- [What is needed]
Scan the records beneath this line for the line holding "of the sports" and the line holding "of the road.", then transcribe exactly those two and all lines between.

Stored data entries:
—————
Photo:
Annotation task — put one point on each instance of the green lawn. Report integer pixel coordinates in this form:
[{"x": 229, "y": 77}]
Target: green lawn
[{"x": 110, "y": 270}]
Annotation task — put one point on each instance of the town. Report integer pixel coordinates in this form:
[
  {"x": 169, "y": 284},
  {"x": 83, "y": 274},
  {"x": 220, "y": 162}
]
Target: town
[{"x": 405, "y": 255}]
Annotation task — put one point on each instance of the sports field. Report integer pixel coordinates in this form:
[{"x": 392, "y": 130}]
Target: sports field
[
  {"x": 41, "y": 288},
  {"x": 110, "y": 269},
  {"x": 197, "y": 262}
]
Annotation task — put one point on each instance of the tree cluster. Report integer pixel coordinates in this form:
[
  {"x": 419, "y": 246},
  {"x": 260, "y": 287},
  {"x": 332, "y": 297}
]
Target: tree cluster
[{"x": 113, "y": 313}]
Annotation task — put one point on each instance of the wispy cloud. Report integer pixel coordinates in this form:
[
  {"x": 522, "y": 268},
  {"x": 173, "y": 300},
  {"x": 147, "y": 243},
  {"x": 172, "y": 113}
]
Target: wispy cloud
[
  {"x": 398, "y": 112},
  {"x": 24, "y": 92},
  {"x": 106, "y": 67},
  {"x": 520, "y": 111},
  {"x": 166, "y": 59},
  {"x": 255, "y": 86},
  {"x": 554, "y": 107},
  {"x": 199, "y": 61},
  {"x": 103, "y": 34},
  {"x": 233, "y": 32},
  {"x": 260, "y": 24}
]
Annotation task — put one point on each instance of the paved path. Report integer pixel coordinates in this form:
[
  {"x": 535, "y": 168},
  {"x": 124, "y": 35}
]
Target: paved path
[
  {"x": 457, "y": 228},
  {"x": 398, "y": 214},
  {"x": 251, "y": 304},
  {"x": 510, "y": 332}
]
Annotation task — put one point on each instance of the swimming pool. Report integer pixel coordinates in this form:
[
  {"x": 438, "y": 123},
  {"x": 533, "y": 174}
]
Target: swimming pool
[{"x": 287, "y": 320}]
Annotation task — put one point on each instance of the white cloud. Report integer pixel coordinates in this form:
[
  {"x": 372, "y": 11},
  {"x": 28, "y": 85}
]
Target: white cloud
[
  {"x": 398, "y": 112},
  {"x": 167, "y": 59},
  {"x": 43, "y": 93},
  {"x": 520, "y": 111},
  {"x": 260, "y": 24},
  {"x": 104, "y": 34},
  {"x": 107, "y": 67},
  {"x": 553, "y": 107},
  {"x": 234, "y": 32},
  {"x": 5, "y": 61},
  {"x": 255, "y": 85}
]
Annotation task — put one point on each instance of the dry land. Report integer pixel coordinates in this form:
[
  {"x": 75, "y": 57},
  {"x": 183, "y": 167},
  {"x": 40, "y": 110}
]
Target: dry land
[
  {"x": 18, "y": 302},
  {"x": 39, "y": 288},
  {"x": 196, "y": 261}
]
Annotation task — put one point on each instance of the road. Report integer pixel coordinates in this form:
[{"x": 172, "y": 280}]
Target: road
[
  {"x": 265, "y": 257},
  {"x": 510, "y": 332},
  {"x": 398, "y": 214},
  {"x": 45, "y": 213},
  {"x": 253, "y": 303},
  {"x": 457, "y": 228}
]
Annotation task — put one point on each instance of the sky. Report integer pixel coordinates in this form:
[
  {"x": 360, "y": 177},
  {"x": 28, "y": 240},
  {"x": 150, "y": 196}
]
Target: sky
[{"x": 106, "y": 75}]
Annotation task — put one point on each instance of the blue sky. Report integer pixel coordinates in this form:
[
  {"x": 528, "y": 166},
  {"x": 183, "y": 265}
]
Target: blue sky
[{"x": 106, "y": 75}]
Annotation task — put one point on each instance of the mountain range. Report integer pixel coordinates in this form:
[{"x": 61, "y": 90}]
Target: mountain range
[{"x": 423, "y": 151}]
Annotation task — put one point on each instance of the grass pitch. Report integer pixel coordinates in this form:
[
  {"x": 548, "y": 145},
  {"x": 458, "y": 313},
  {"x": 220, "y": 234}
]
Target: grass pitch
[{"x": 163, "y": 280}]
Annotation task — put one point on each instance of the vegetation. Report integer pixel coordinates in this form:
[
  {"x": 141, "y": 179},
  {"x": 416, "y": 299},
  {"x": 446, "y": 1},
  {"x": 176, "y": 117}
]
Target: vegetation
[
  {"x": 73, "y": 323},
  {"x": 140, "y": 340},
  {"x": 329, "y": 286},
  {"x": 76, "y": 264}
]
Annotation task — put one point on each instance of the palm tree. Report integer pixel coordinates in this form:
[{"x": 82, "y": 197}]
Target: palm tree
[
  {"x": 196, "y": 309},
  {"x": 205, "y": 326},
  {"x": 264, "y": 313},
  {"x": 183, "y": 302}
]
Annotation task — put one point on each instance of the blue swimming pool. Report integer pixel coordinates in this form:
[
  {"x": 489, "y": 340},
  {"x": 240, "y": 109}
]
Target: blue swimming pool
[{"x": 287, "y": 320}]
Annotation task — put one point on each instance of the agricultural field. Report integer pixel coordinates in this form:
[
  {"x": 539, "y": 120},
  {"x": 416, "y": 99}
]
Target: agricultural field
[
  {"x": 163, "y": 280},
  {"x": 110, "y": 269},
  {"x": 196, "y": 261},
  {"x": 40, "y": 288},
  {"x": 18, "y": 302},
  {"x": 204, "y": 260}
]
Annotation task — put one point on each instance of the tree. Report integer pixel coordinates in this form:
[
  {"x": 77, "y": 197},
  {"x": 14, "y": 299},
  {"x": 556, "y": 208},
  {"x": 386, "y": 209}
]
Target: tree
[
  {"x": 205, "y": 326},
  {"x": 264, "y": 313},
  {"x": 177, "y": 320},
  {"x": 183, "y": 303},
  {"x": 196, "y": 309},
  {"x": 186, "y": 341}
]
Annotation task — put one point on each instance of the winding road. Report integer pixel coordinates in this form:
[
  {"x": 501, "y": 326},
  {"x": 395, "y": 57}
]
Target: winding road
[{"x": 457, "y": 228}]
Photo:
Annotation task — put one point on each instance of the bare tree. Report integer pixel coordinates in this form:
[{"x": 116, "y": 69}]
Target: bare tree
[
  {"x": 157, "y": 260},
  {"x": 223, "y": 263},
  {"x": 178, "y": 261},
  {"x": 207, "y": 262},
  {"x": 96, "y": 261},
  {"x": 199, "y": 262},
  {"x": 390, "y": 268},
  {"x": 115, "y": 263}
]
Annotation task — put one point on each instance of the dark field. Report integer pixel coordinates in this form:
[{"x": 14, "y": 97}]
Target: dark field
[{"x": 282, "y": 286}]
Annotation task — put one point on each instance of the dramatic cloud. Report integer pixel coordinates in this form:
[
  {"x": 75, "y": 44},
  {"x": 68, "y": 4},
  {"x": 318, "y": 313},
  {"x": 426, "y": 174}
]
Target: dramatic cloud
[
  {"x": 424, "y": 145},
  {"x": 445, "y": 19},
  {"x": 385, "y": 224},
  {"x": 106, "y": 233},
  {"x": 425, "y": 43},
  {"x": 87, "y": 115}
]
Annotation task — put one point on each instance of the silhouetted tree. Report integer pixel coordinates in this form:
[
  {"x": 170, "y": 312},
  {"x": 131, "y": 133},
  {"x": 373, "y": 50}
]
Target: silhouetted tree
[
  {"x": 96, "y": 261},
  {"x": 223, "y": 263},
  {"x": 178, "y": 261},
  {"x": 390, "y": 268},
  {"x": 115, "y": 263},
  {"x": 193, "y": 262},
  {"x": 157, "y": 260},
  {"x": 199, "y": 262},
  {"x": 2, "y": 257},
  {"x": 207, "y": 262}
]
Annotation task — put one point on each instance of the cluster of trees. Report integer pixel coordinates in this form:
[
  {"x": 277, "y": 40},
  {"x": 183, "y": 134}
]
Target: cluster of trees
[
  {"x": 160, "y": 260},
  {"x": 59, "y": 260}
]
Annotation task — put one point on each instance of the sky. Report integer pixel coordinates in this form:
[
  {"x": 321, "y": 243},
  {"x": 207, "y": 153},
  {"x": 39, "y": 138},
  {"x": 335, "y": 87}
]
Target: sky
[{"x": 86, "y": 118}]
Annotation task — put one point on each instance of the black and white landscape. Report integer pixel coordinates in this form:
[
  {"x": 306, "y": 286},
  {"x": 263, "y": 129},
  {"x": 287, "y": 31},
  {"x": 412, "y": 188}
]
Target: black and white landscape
—————
- [Answer to this task]
Annotation task — put one point on each instance of the sports field. Report integer pixel coordinates in this form:
[{"x": 392, "y": 130}]
Target: sports field
[
  {"x": 41, "y": 288},
  {"x": 110, "y": 269},
  {"x": 197, "y": 262}
]
Annotation task — put one point on each instance of the tree cluster. Report integer pixel coordinates in this form:
[
  {"x": 419, "y": 246},
  {"x": 260, "y": 287},
  {"x": 332, "y": 297}
]
Target: tree cluster
[{"x": 113, "y": 313}]
Annotation task — put one point on each instance of the wispy cloud. Report integer pixel coordinates in this form:
[
  {"x": 522, "y": 268},
  {"x": 173, "y": 300},
  {"x": 147, "y": 243},
  {"x": 172, "y": 113}
]
Target: wispy cloud
[
  {"x": 398, "y": 112},
  {"x": 24, "y": 92},
  {"x": 106, "y": 67},
  {"x": 520, "y": 111},
  {"x": 166, "y": 59},
  {"x": 255, "y": 86},
  {"x": 554, "y": 107},
  {"x": 199, "y": 61},
  {"x": 103, "y": 34},
  {"x": 233, "y": 32},
  {"x": 260, "y": 24}
]
Annotation task — put one point on each instance of the paved path. Report integer pixel coordinates in this form:
[
  {"x": 535, "y": 168},
  {"x": 124, "y": 35}
]
Target: paved path
[
  {"x": 457, "y": 228},
  {"x": 398, "y": 214},
  {"x": 251, "y": 304},
  {"x": 510, "y": 332}
]
Annotation task — put one point on each instance of the swimming pool. Report integer pixel coordinates in this form:
[
  {"x": 438, "y": 123},
  {"x": 533, "y": 174}
]
Target: swimming pool
[{"x": 287, "y": 320}]
Annotation task — put one point on each instance of the white cloud. Report integer pixel coordinates in this form:
[
  {"x": 372, "y": 11},
  {"x": 28, "y": 85}
]
Target: white cloud
[
  {"x": 398, "y": 112},
  {"x": 167, "y": 59},
  {"x": 43, "y": 93},
  {"x": 520, "y": 111},
  {"x": 260, "y": 24},
  {"x": 104, "y": 34},
  {"x": 107, "y": 67},
  {"x": 553, "y": 107},
  {"x": 234, "y": 32},
  {"x": 5, "y": 61},
  {"x": 255, "y": 85}
]
Annotation task — put one point on each instance of the dry land. Report integer pixel coordinates in this form:
[
  {"x": 75, "y": 57},
  {"x": 183, "y": 167},
  {"x": 40, "y": 110}
]
Target: dry land
[
  {"x": 18, "y": 302},
  {"x": 39, "y": 288},
  {"x": 196, "y": 261}
]
Annotation task — put one point on each instance of the road. Report integer pixel coordinates in this form:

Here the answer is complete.